EXTRACTED RECORDS:
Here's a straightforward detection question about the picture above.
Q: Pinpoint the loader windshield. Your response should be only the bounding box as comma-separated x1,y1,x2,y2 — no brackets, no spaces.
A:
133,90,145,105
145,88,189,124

TASK STATEMENT:
Lines before the one containing "Q: Pinpoint the" are to be left out; that line and every line after it through the end of the data should be copied exactly.

ANSWER TO THIS PROBLEM:
Q: Pinpoint the loader windshield. Your response should be only the bounding box as comma-separated x1,y1,x2,y2 — no brackets, no spaces.
A:
133,90,145,105
145,88,189,124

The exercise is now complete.